# start of SOURCE TEXT

Option A — Docker (recommended)

git clone https://github.com/yourname/hermes
cd hermes
cp .env.example .env
docker-compose up --build

RabbitMQ starts first with a health check. The API waits for RabbitMQ to be ready. The worker waits for both. Everything comes up in the right order automatically.

Then open http://localhost:8081 to view the live dashboard.

Option B — Local development

Prerequisites: Go 1.24+, Docker (for RabbitMQ)

# 1. Start RabbitMQ only
docker-compose up -d rabbitmq

# 2. Start the API
go run ./cmd/api

# 3. Start a worker (separate terminal)
go run ./cmd/worker/worker_main/main.go

# 4. Scale horizontally — each worker self-registers on its own port
API_GRPC_ADDR=localhost:50051 WORKER_DISPATCH_PORT=9002 go run ./cmd/worker/worker_main/main.go
API_GRPC_ADDR=localhost:50051 WORKER_DISPATCH_PORT=9003 go run ./cmd/worker/worker_main/main.go

Test it

# Open the dashboard
open http://localhost:8081

# Check the worker fleet
curl http://localhost:8081/workers

# Submit a job
curl -X POST http://localhost:8081/jobs \
  -H "Content-Type: application/json" \
  -d '{"type":"email","payload":{"to":"user@example.com","subject":"Hello"}}'

# Flood the system with 10 concurrent jobs
for i in {1..10}; do
  curl -s -X POST http://localhost:8081/jobs \
    -H "Content-Type: application/json" \
    -d "{\"type\":\"email\",\"payload\":{\"to\":\"user$i@example.com\",\"subject\":\"Test $i\"}}" &
done

Direct dispatch response (worker alive):

{
  "job": {
    "id": "1d3de6cf-f005-490d-aeae-748c8c0949f9",
    "type": "email",
    "payload": { "to": "user@example.com", "subject": "Hello" },
    "attempts": 0
  },
  "routed": "direct",
  "worker_id": "8a4605e1-cd04-42d3-8df7-2a3401b47546"
}

Fallback response (no workers available):

{
  "job": { ... },
  "routed": "queue",
  "note": "no alive workers, job queued"
}

API Reference

GET /

Serves the real-time dashboard — live worker fleet status, load metrics, and a scrolling activity log of all job events. Also provides a job submission modal.


POST /jobs

Submit a job for processing.

Request:

{
  "type": "email",
  "payload": { "to": "user@example.com" }
}

Response 202 Accepted:

{
  "job": { "id": "...", "type": "email", "payload": {}, "attempts": 0 },
  "routed": "direct",
  "worker_id": "8a4605e1-..."
}

routed is either "direct" (dispatched to a live worker) or "queue" (published to RabbitMQ).

Supported job types: email, resize-image


GET /workers

Live snapshot of the worker fleet.

Response:

{
  "count": 2,
  "workers": [
    {
      "worker_id": "8a4605e1-...",
      "last_seen_unix": 1741614789,
      "load": 0,
      "status": "idle"
    },
    {
      "worker_id": "37a2134a-...",
      "last_seen_unix": 1741614791,
      "load": 2,
      "status": "busy"
    }
  ]
}

GET /events

The last 100 job events recorded by the API, newest first. Used by the dashboard to populate the activity log.

Response:

{
  "count": 3,
  "events": [
    {
      "time": "2025-01-01T12:00:02Z",
      "job_id": "1d3de6cf-...",
      "job_type": "email",
      "kind": "direct",
      "worker_id": "8a4605e1-...",
      "message": "dispatched direct → 8a4605e1"

# end of SOURCE TEXT

#### INSTRUCTION 1:
From the entries, copy out everything from the line containing "Player-spacing review: tag the hillside" down to the line containing "Target: hillside", both of those lines included.

# start of RECORDED INFORMATION

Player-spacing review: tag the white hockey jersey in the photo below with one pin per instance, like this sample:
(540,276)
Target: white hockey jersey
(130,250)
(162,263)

# end of RECORDED INFORMATION
# start of RECORDED INFORMATION

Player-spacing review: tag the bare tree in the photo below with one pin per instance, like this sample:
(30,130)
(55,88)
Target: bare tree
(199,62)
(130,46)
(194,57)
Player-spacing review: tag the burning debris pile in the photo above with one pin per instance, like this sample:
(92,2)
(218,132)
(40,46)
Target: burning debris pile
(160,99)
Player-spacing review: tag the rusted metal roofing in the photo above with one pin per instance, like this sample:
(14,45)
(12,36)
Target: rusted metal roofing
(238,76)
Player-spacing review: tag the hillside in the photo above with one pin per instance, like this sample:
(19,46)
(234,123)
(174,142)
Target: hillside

# end of RECORDED INFORMATION
# start of RECORDED INFORMATION

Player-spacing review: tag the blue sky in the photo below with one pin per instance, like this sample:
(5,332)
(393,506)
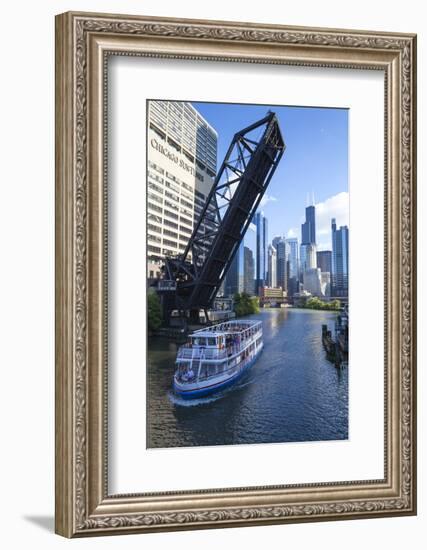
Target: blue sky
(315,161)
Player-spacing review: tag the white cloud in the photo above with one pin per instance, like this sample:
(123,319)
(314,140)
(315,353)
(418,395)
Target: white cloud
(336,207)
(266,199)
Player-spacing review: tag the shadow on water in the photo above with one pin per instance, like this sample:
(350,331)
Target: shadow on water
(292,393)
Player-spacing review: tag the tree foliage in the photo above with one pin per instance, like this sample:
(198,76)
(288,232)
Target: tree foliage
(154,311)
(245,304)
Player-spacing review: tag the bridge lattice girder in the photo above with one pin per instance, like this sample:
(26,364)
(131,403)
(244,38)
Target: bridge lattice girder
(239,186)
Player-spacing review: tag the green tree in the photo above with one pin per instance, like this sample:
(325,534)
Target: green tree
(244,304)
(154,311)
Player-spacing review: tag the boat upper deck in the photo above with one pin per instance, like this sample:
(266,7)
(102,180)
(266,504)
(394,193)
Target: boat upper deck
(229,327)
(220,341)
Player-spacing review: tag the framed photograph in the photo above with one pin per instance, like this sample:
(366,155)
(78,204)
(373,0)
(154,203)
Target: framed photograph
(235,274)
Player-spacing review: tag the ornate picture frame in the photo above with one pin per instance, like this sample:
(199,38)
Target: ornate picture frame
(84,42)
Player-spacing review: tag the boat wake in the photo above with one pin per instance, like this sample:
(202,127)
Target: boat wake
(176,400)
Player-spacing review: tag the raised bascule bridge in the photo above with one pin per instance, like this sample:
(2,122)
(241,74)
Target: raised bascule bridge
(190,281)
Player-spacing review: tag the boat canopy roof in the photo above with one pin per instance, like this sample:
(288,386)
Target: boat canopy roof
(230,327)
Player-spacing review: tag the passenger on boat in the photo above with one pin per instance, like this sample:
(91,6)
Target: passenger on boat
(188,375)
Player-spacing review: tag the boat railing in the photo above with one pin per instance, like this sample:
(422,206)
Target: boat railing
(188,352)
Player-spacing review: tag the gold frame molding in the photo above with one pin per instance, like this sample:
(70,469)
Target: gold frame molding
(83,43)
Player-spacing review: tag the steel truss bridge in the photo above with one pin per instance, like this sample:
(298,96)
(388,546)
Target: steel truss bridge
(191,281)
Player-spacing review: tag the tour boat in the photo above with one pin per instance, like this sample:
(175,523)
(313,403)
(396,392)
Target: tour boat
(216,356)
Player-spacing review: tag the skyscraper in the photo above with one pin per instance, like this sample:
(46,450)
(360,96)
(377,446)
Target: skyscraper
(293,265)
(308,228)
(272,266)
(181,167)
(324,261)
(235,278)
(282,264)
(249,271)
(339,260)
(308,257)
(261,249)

# end of RECORDED INFORMATION

#### INSTRUCTION 2:
Pick up the job-dispatch setup and API guide right after its last line and keep writing it.

#### FINAL RESULT 1:
Player-spacing review: tag the hillside in the photo above with one pin per instance, like this sample:
(19,46)
(234,123)
(174,142)
Target: hillside

#### FINAL RESULT 2:
    },
    {
      "time": "2025-01-01T12:00:01Z",
      "job_id": "2e4df7ag-...",
      "job_type": "resize-image",
      "kind": "queued",
      "message": "published to queue — no alive workers"
    }
  ]
}

kind is one of direct, queued, or error.


Adding a New Job Type

  1. Create internal/jobs/handlers/your_type.go implementing the jobs.Handler interface:
type YourHandler struct{}

func (h *YourHandler) Handle(ctx context.Context, job jobs.Job) error {
    // your logic here
    return nil
}
  1. Register it in cmd/worker/worker_main/main.go:
func init() {
    handlerRegistry = jobs.NewHandlerRegistry()
    handlerRegistry.Register("email", &handlers.EmailHandler{})
    handlerRegistry.Register("resize-image", &handlers.ResizeImageHandler{})
    handlerRegistry.Register("your-type", &handlers.YourHandler{})  // add this
}

That's it. No changes to routing, retry, or DLQ logic.


Testing

# Unit tests
go test ./...

# Integration tests (requires Docker)
go test -tags integration -timeout=120s ./internal/integration/...

Integration tests use testcontainers-go to spin up a real RabbitMQ container and verify the full POST /jobs → queue → consumer → ack flow end to end, including the retry loop and DLQ path.


Configuration

All configuration is via environment variables. Copy .env.example to .env and fill in values.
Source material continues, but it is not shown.